:: About this exercise ::
The records come next. Copy all of them exactly.

● ● ● ● ●

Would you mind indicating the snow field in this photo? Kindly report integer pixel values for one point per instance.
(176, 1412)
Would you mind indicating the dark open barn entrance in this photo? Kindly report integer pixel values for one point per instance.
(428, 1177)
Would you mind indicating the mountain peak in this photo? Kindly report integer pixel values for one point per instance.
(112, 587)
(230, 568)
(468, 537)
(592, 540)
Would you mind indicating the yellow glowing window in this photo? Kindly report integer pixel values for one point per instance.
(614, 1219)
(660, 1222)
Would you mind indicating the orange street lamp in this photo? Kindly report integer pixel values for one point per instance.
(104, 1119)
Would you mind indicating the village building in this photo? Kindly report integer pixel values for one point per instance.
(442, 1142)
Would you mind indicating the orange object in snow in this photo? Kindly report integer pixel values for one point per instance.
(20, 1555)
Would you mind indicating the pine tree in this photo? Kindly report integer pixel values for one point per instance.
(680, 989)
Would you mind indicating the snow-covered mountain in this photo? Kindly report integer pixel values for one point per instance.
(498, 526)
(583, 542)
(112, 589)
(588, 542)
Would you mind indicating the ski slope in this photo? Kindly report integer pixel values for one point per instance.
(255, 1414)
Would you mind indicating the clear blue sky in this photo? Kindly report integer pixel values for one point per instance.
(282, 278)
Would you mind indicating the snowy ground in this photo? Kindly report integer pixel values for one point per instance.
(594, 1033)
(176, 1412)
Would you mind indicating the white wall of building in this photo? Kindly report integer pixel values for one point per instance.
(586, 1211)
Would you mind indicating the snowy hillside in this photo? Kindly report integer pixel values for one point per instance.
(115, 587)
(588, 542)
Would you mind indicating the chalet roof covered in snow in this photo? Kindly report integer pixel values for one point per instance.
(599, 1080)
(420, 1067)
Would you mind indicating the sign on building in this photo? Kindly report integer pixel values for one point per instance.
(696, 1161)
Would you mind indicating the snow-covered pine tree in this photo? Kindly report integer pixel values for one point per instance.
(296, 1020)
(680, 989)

● ● ● ● ●

:: Finished exercise ::
Would you mind indicating the snow field in this photo? Kindly report integer pixel values for one point per instance.
(176, 1412)
Would you mind indicating the dark open barn entrance in this photo? Kindly report integer pixel values for one point per instance.
(428, 1177)
Would you mind indicating the mountain peak in this photo? Kindly report integer pixel values for one point per instance.
(112, 587)
(230, 568)
(468, 537)
(592, 540)
Would you mind indicating the yellow glowing window in this photo? Kindly report integer pixel values for one point per instance.
(614, 1219)
(660, 1222)
Would you mind indicating the orange street lamp in this photo? Kindly report integer pixel values for one point per instance.
(104, 1119)
Would you mind indicating the village building in this photo? Kindly report integer pixel values for one point per instance.
(442, 1142)
Would you mind indicating the orange object in snow in this photo? Kindly report integer pixel values for one point per instance.
(20, 1555)
Would you mind indicating the pine tree in this photo? Kindly report integer pixel values for one point per instance.
(680, 989)
Would you mind indicating the snow-covered mountain in this photo? Kindly report integer pixel values for one point per instance.
(498, 526)
(583, 542)
(112, 589)
(588, 542)
Would you mind indicating the ski slope in this photo? Kindly report integer pixel values for one point per instance.
(255, 1414)
Would you mind indicating the clear blue sky in this photo? Kindly report integer pixel values for one point per instance.
(282, 278)
Would you mind indicating the snowy ground in this photo? Kindly report integer pixel values for one point per instance.
(594, 1033)
(176, 1412)
Would you mind indicating the white wall of building in this photo? Kindly report integer pixel values for one point per instance.
(586, 1211)
Would you mind indicating the snowy hillside in this photo? Kindly report integer pixel values for one point per instance.
(115, 587)
(588, 542)
Would you mind indicating the chalet roof covered in snow in this photo? Kindly report integer pixel values for one point per instance.
(599, 1080)
(420, 1067)
Would you mind indicating the sign on building in this photo? Kindly report integer pixel values for one point per instance.
(696, 1161)
Would you mind indicating the snow-covered pine tree in this photo? Kindly report integer pixel values for one point per instance.
(296, 1020)
(680, 989)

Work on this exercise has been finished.